Records from an annotation dataset:
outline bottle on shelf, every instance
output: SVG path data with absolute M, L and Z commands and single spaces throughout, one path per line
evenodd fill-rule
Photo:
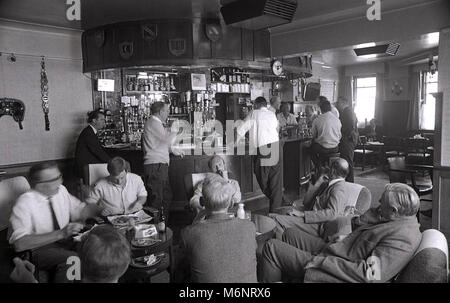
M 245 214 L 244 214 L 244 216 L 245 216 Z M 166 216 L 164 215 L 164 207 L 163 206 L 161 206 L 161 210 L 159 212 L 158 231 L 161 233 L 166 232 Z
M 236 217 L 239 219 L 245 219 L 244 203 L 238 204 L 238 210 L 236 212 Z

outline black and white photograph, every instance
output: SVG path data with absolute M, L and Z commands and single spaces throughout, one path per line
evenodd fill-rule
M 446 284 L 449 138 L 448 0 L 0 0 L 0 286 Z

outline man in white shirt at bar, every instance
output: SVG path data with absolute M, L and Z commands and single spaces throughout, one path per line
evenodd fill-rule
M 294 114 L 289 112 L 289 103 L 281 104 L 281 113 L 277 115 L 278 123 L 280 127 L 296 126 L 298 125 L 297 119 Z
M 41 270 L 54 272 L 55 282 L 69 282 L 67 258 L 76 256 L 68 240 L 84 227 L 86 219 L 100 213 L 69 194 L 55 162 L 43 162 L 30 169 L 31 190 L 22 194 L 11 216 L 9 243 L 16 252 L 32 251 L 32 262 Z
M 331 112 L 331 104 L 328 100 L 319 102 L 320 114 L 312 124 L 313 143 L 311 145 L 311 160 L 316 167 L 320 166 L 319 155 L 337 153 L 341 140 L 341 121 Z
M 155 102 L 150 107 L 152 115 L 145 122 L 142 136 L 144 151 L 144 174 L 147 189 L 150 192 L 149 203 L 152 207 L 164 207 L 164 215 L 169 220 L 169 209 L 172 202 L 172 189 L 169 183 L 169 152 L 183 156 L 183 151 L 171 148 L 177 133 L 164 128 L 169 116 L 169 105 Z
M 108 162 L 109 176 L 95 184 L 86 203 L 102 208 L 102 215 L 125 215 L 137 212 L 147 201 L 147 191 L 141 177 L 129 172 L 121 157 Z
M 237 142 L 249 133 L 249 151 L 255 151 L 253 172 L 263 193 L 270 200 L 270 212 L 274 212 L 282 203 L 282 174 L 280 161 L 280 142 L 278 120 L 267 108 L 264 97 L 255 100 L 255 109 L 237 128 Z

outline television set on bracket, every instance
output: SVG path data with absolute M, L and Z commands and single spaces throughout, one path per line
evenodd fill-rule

**SET EXERCISE:** Reproduce all of the rows above with "every instance" changed to "all instances" wherever it occurs, keeping everything else unchanged. Omit the pictures from your answer.

**ANSWER TO THE PROBLEM:**
outline bottle on shelf, all instances
output: SVG path data with absolute M, L and Z commands and single spaces throughout, one path per line
evenodd fill-rule
Photo:
M 245 214 L 244 214 L 244 216 L 245 216 Z M 166 216 L 164 215 L 164 207 L 163 206 L 161 206 L 161 210 L 159 212 L 158 231 L 161 233 L 166 232 Z
M 236 217 L 239 219 L 245 219 L 244 203 L 238 204 L 238 210 L 236 212 Z

outline black and white photograph, all instances
output: SVG path data with absolute M, L and Z commands and single spaces throughout, one path per line
evenodd fill-rule
M 446 284 L 449 138 L 448 0 L 0 0 L 0 286 Z

outline man in white shirt at bar, all instances
output: SVG path data with absolute M, L and Z commands and single spaces throughout, one path per line
evenodd fill-rule
M 294 114 L 289 112 L 289 103 L 281 104 L 281 113 L 277 115 L 278 123 L 280 127 L 296 126 L 298 125 L 297 119 Z
M 41 270 L 54 272 L 55 282 L 69 282 L 67 258 L 76 256 L 68 240 L 84 227 L 86 219 L 100 213 L 69 194 L 55 162 L 43 162 L 30 169 L 31 190 L 22 194 L 11 216 L 9 243 L 16 252 L 32 251 L 32 262 Z
M 331 112 L 331 104 L 328 100 L 319 102 L 320 114 L 312 124 L 313 143 L 311 145 L 311 160 L 316 167 L 320 166 L 319 155 L 337 153 L 341 140 L 341 121 Z
M 155 102 L 150 107 L 152 115 L 145 122 L 142 136 L 144 151 L 144 174 L 147 189 L 150 192 L 149 203 L 152 207 L 164 207 L 164 215 L 169 220 L 169 209 L 172 202 L 172 189 L 169 183 L 169 152 L 183 156 L 183 151 L 171 148 L 177 133 L 164 128 L 169 116 L 169 105 Z
M 108 162 L 109 176 L 95 184 L 86 203 L 102 208 L 102 215 L 125 215 L 137 212 L 147 201 L 147 191 L 141 177 L 129 172 L 121 157 Z
M 237 142 L 249 133 L 249 151 L 255 151 L 253 172 L 263 193 L 270 200 L 270 212 L 274 212 L 282 203 L 282 174 L 280 161 L 280 142 L 278 120 L 267 108 L 264 97 L 255 100 L 255 109 L 237 128 Z

outline television set on bracket, all instances
output: SVG path data with absolute M, L and Z commands and single spaces throughout, one path per line
evenodd fill-rule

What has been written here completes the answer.